Dataset records
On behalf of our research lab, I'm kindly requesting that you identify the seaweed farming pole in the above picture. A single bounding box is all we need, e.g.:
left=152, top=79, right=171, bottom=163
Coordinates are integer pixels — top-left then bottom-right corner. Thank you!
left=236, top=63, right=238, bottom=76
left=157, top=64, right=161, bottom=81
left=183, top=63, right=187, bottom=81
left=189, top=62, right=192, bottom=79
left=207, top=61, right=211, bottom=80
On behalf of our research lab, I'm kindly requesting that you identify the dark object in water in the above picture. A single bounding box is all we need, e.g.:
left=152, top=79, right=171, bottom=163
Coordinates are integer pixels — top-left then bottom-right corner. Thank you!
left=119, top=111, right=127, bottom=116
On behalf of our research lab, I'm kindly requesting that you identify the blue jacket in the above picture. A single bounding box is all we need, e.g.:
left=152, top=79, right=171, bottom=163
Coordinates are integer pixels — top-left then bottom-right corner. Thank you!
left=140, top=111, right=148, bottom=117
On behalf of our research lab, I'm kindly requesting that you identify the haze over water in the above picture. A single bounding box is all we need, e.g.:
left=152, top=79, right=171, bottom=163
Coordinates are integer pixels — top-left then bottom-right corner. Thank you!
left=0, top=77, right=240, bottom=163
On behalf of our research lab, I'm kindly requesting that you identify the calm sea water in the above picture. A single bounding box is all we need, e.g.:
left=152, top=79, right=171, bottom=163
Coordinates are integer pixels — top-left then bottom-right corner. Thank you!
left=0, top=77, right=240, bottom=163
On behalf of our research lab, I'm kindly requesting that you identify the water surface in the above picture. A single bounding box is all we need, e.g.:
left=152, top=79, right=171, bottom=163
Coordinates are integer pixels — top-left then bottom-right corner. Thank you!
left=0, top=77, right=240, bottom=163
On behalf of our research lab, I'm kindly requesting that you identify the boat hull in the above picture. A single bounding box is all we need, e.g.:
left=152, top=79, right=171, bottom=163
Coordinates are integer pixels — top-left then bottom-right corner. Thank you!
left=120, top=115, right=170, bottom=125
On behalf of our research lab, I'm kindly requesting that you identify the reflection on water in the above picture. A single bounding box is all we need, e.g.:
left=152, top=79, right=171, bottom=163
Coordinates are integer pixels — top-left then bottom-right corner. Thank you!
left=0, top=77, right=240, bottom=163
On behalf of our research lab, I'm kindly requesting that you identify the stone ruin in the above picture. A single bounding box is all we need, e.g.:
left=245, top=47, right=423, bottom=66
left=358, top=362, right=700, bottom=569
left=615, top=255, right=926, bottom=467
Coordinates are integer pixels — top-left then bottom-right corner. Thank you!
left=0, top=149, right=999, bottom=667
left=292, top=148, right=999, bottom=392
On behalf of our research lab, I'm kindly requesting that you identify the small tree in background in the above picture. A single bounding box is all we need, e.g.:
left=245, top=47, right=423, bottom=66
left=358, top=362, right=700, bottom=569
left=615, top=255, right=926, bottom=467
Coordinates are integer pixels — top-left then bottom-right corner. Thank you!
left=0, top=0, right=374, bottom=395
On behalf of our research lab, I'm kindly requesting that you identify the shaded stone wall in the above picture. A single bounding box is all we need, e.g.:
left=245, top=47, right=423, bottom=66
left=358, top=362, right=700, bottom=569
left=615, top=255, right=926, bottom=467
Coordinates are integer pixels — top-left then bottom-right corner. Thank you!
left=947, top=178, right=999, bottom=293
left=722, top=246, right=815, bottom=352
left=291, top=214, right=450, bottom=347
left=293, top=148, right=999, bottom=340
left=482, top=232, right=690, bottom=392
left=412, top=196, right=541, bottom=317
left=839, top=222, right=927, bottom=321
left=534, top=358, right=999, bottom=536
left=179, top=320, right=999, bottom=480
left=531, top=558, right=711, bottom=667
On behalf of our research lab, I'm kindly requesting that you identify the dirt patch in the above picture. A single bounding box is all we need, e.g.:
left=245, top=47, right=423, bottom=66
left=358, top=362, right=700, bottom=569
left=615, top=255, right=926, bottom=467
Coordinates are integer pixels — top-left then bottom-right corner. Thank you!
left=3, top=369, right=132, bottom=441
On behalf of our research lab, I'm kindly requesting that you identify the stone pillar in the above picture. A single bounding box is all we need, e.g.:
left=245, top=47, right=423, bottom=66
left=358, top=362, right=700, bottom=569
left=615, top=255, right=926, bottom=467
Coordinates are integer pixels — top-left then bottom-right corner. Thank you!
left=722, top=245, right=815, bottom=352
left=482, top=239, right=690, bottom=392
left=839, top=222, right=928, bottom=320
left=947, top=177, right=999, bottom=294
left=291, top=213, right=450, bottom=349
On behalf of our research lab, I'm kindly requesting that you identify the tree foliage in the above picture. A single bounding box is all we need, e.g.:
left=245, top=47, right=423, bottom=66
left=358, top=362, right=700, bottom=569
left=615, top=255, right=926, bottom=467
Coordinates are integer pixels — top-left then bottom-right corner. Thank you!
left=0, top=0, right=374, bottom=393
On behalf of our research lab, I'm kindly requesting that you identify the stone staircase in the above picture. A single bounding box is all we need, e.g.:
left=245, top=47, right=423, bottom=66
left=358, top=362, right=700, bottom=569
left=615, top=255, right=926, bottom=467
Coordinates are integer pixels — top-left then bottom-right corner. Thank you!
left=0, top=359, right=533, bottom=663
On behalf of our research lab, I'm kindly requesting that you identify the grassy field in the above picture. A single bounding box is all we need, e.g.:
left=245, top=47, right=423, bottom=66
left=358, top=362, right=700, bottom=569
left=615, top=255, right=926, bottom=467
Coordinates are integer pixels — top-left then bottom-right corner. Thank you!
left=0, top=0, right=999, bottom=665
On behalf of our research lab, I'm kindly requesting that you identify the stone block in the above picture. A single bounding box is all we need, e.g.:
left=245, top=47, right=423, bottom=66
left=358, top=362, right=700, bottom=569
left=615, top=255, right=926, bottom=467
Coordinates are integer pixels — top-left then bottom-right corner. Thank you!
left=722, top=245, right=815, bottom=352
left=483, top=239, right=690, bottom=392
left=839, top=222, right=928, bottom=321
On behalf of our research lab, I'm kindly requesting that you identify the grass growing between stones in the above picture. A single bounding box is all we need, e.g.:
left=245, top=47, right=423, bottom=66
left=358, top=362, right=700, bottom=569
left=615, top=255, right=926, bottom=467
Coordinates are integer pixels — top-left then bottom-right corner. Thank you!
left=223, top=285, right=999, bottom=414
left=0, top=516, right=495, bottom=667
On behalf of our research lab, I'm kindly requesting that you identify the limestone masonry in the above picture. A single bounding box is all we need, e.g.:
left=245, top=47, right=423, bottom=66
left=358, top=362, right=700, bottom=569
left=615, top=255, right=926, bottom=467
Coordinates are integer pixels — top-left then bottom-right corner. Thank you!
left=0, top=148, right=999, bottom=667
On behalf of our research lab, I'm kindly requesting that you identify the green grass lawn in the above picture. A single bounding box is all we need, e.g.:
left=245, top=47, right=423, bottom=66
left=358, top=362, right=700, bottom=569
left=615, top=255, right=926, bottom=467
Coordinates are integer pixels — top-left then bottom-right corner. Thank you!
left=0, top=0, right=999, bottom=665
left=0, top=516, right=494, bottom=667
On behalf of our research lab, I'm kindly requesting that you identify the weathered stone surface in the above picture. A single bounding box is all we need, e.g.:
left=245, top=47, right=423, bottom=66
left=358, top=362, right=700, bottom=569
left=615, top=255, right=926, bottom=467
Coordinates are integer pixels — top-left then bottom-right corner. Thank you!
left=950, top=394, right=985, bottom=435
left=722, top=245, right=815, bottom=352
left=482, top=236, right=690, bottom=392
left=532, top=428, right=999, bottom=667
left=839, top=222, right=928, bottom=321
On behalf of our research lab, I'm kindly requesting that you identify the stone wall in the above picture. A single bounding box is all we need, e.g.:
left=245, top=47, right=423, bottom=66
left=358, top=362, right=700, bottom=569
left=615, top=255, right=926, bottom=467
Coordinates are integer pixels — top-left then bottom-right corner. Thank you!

Objective
Turn the stretch of the items above, from their first line through the line that contains "left=207, top=61, right=211, bottom=80", into a Markdown table with the columns No. and Text. Give each line its own row, with its number under No. and the line itself under Text, and leave out any blank lines.

The reply
| No. | Text |
|---|---|
| 1 | On behalf of our research lab, I'm kindly requesting that you identify the seaweed farming pole in the above picture. A single bounding box is all we need, e.g.: |
| 2 | left=152, top=79, right=171, bottom=163 |
| 3 | Coordinates are integer pixels — top-left then bottom-right corner. Thank you! |
| 4 | left=236, top=63, right=238, bottom=76 |
| 5 | left=157, top=64, right=161, bottom=81 |
| 6 | left=183, top=63, right=187, bottom=81 |
| 7 | left=189, top=62, right=192, bottom=79 |
| 8 | left=207, top=61, right=211, bottom=80 |